SET TASK A: Write out word for word the part of the listing that begins with the line containing "Exercise. Identify the redwood" and runs through the final line of the listing, with both of those lines included and nothing else added.

TEXT TO READ:
---*---

There are two escape routes, both of which are popular with hon. Gentlemen opposite. The first concerns the question of growth. Hon. Gentlemen opposite feel that they can justify their promises if the economy grows fast enough. Of course growth is essential. We should have more growth than we have had and we should have had more if we had not had constant inflation. But, at the same time, one must be careful, because we cannot grow more rapidly than our exports grow and one cannot do a lot about planning exports because so many of the factors are outside our control and the number of risks one can take is fairly limited.

Sir Oliver Franks said earlier this year something which I believe to be profoundly true. He said: Expansion which is bought at the cost of the exchange reserves and the stability of the currency can only harm us in the long run; to put 'sterling second' and go all out for expansion is not a possible policy for Britain. Hon. Members will note the phrase "not a possible policy", and I believe that this is profoundly true. Simply to justify plans in the way hon. Gentlemen opposite did at the last election, by postulating an improbable rate of growth, is dishonest. It is like a defaulting bank clerk who hopes to get it all back on the 2.30. Actually, it is rather worse, because he might win on the 2.30.

---*---

SET TASK B: According to Sir Oliver Franks, as quoted in the speech on economic growth above, what is "not a possible policy for Britain"?

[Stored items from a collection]

---*---

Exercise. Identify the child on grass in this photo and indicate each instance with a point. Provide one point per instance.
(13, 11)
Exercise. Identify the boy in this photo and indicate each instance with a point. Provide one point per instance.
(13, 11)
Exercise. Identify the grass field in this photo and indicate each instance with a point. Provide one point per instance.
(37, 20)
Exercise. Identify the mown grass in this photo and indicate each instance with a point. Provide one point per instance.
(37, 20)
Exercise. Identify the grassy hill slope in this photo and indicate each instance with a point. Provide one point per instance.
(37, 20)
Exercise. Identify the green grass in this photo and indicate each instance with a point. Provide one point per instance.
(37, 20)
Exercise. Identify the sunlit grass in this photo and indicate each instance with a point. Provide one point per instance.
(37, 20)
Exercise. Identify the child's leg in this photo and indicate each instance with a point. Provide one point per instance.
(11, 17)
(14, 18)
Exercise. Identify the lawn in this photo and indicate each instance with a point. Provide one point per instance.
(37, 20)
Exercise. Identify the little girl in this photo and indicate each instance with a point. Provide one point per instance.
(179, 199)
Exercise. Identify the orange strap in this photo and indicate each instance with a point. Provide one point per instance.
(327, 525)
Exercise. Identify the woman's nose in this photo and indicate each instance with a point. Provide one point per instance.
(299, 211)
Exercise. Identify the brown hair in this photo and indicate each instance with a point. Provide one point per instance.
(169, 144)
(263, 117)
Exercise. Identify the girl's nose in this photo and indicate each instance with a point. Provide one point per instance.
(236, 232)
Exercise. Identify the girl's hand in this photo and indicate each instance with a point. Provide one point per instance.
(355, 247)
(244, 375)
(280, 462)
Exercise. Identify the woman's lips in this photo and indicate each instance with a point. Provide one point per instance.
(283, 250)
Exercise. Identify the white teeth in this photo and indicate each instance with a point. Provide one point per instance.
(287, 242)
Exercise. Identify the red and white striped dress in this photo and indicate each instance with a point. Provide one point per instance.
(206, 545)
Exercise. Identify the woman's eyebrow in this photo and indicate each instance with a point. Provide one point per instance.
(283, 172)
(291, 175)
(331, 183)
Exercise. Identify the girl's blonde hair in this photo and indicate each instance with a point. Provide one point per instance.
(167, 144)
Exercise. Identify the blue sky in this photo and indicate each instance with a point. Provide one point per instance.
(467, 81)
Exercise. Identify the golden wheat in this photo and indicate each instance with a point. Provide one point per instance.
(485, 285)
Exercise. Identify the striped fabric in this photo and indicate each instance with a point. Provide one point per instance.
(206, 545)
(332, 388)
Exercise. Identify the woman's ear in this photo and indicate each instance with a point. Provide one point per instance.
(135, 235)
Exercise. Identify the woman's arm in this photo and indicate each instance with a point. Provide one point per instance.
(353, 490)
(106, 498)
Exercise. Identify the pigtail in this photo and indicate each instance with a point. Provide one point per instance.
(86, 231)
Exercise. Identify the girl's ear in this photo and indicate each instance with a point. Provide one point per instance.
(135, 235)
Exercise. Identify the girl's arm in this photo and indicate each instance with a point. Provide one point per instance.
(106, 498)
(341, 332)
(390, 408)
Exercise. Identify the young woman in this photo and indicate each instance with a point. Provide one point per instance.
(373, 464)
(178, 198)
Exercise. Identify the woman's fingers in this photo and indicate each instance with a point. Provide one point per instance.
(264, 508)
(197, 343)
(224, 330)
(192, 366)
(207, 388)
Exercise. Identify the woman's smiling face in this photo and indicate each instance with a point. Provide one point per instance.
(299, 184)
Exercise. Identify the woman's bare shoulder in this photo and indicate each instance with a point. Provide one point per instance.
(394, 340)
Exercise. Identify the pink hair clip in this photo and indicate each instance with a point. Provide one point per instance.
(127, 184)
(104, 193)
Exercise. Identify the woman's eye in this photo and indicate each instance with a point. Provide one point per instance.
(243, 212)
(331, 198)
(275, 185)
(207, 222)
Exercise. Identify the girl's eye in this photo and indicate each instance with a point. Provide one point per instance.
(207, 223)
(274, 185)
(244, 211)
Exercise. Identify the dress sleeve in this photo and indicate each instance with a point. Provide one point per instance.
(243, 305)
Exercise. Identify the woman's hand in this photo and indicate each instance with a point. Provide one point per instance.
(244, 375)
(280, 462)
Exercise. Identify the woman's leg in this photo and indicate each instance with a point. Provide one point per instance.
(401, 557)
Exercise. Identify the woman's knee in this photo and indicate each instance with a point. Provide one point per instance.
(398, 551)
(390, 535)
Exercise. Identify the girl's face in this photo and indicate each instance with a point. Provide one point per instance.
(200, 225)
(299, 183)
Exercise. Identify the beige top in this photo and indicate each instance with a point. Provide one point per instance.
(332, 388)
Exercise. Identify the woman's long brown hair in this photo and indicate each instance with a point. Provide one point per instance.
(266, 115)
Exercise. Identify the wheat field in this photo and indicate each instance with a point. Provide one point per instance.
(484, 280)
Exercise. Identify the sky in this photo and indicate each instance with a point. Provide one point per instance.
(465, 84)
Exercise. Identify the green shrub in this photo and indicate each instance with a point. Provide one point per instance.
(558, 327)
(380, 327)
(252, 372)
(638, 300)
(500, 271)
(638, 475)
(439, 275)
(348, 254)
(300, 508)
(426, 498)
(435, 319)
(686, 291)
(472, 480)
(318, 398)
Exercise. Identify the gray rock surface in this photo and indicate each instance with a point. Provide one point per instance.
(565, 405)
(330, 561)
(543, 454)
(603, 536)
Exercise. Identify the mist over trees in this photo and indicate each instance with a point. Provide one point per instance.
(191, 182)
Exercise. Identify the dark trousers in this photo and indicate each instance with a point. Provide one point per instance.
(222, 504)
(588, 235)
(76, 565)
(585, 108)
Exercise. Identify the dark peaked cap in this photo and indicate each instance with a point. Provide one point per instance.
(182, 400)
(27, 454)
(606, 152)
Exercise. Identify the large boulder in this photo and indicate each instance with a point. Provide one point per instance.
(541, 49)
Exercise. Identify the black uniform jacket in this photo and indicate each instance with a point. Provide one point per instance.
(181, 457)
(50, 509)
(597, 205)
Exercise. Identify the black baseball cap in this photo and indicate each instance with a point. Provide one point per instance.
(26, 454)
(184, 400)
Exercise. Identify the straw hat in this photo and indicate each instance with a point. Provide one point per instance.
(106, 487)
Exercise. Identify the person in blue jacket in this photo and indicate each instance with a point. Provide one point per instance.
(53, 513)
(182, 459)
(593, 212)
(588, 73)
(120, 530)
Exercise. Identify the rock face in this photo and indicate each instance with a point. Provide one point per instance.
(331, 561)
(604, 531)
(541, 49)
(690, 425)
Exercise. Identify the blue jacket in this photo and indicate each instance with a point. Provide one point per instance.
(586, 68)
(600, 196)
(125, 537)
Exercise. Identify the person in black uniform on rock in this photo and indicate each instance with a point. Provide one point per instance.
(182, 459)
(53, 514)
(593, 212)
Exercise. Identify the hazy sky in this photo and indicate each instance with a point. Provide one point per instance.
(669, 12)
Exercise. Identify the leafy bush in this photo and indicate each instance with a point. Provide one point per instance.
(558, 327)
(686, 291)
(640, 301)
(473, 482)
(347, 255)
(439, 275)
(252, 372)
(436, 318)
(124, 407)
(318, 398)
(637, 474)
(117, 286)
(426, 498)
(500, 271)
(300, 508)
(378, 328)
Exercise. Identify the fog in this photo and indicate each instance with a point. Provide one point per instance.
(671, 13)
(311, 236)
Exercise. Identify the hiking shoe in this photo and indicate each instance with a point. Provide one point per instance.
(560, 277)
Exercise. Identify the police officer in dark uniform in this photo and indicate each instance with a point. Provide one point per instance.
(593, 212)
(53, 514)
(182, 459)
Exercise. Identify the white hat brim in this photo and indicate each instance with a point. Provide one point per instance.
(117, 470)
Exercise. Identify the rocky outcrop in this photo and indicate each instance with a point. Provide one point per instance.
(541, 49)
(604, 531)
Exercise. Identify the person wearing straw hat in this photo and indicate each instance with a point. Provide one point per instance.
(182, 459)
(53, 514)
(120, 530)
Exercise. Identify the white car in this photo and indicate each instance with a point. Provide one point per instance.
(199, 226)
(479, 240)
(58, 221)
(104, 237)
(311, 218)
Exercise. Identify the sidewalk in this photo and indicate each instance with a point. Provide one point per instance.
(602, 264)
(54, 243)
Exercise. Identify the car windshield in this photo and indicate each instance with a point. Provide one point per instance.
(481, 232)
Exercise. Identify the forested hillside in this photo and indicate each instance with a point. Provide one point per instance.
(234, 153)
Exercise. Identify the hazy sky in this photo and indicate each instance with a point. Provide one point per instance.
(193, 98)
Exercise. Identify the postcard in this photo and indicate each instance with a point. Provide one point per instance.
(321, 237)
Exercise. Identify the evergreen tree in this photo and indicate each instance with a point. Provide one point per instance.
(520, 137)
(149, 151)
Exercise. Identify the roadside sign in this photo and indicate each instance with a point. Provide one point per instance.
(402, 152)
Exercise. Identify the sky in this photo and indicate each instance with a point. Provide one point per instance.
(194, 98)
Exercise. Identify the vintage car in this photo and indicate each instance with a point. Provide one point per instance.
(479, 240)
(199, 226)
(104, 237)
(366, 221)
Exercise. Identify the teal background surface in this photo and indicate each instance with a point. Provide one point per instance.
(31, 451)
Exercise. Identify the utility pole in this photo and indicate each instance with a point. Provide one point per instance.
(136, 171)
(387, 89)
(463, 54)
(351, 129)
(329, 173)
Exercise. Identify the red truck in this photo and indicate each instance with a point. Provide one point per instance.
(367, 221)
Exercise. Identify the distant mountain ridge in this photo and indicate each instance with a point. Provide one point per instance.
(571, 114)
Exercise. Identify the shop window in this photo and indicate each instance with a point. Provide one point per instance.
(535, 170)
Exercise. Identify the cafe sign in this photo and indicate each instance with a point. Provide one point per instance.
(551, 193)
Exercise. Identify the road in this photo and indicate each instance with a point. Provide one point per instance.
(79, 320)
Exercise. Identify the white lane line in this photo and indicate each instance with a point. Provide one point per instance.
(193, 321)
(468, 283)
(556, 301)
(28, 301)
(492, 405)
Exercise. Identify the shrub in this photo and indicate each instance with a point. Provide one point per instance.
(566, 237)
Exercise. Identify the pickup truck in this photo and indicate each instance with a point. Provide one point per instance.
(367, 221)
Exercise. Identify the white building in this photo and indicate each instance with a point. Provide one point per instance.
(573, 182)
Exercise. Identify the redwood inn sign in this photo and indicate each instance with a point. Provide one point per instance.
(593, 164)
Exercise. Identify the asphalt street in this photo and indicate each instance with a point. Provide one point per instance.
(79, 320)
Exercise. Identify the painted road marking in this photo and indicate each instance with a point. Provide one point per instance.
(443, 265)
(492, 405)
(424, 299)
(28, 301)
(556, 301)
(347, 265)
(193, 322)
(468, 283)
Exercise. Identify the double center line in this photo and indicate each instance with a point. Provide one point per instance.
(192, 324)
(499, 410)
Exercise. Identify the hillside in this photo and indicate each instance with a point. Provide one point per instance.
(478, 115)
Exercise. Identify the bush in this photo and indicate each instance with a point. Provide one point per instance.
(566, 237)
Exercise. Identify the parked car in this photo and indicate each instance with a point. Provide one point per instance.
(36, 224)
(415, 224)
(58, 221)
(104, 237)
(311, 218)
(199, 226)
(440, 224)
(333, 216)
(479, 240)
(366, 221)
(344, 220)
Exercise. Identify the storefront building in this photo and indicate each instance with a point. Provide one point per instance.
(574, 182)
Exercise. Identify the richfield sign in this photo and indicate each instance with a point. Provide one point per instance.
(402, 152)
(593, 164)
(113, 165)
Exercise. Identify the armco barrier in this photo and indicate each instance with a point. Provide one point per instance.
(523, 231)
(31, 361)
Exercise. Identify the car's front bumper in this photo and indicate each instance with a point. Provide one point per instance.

---*---

TASK RESULT A:
Exercise. Identify the redwood inn sign in this photo and indicate each instance with a point. Provide one point per instance.
(593, 164)
Exercise. Identify the asphalt street in this photo and indicate each instance with a point. Provide one point per instance.
(79, 320)
Exercise. Identify the painted road marking in this photo and indicate each instance with a point. Provide one point per instance.
(443, 265)
(492, 405)
(424, 299)
(28, 301)
(556, 301)
(347, 265)
(193, 322)
(468, 283)
Exercise. Identify the double center line in this photo and indicate each instance with a point. Provide one point per instance.
(192, 324)
(499, 410)
Exercise. Identify the hillside in this photo and indicate each instance with a point. Provide one point per instance.
(478, 115)
Exercise. Identify the bush in this photo and indicate each instance with a point. Provide one point per instance.
(566, 237)
Exercise. Identify the parked car in this photo and indicate each instance with a point. Provide one point per instance.
(36, 224)
(415, 224)
(58, 221)
(104, 237)
(311, 218)
(199, 226)
(440, 224)
(333, 216)
(479, 240)
(366, 221)
(344, 220)
Exercise. Identify the storefront building in this photo and indicate each instance with a point. Provide one point per instance.
(574, 182)
Exercise. Identify the richfield sign in this photo and indicate each instance with a point. Provide one point per instance.
(402, 152)
(593, 164)
(113, 165)
Exercise. Identify the armco barrier in this photo and indicate each instance with a point. Provide one point per instance.
(523, 231)
(31, 361)
Exercise. Identify the car's front bumper in this photo and indicate each instance with a point. Provide one point per instance.

TASK RESULT B: To put "sterling second" and go all out for expansion.